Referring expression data

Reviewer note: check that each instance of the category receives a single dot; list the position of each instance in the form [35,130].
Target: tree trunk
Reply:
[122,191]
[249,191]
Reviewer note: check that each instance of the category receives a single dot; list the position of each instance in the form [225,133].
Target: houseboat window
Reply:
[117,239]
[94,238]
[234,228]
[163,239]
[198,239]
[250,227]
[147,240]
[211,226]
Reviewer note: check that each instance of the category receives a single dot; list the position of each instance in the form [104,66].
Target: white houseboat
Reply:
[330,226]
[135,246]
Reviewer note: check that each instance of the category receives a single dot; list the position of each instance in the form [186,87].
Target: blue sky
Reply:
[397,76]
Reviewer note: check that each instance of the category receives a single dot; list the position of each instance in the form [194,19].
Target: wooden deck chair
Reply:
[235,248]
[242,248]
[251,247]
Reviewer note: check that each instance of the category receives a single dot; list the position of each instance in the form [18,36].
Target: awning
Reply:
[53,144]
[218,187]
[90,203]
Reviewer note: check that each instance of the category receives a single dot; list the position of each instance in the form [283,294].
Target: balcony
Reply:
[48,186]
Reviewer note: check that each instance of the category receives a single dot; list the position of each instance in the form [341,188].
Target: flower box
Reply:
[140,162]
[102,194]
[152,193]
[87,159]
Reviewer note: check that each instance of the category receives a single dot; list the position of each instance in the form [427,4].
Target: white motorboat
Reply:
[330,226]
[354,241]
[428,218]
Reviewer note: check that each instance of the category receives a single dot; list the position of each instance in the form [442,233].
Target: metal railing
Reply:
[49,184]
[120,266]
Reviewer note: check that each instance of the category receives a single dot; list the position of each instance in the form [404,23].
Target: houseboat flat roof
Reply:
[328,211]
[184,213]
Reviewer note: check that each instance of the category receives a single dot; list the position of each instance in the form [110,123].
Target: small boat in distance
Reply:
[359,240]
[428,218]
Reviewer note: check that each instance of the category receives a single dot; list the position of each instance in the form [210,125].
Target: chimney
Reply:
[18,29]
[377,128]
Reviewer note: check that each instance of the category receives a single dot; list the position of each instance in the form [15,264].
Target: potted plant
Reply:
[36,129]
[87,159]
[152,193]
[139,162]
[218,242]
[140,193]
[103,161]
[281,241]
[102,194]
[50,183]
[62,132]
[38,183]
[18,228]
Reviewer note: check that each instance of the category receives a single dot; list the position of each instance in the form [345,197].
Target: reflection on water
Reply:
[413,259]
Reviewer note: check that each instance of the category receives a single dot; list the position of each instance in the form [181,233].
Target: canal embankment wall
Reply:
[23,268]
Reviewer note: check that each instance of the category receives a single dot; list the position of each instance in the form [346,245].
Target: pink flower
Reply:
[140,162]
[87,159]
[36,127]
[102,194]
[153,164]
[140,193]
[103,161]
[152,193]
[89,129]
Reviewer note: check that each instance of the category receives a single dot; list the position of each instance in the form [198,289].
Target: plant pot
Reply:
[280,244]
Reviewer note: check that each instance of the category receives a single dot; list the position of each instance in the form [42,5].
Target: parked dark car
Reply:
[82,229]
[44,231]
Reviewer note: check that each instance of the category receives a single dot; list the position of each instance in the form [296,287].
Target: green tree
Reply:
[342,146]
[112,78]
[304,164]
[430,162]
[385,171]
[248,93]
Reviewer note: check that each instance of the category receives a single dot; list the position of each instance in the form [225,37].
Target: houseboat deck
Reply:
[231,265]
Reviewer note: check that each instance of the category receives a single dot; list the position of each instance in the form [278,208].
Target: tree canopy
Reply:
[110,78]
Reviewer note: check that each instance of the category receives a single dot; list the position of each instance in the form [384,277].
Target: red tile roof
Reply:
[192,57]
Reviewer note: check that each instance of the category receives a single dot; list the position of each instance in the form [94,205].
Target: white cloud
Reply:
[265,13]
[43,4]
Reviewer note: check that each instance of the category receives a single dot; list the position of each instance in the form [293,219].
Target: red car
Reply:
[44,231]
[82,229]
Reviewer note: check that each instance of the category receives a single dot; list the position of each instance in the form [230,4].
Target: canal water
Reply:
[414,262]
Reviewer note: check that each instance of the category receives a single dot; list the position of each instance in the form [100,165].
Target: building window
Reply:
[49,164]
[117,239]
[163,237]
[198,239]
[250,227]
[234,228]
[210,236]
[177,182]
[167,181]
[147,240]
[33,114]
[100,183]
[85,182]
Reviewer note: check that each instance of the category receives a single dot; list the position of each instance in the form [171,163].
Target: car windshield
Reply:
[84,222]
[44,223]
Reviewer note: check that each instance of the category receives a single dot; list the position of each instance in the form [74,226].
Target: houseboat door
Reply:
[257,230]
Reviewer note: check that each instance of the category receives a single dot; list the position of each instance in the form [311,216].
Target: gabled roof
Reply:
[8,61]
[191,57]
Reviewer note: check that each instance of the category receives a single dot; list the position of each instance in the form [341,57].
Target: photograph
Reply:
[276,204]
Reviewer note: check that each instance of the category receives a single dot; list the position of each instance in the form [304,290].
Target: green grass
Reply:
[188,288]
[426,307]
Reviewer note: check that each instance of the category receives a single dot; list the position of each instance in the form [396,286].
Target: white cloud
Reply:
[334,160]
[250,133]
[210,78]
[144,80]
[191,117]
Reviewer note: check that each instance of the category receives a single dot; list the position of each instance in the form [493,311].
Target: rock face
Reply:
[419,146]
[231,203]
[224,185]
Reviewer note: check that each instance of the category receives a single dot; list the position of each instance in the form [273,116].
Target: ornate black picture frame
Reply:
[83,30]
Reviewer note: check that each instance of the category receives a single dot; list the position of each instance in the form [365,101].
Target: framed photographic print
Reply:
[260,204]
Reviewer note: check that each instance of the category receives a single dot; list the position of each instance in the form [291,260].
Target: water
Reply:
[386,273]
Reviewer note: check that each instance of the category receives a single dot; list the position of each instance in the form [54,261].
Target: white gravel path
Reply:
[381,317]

▶ _WORK INSTRUCTION_
Go line by line through the data above and report each one that holds the string "white".

▶ _WRITTEN SOLUTION_
Target: white houseboat
Target: white motorboat
Target: white cloud
Target: white cloud
Target: white gravel path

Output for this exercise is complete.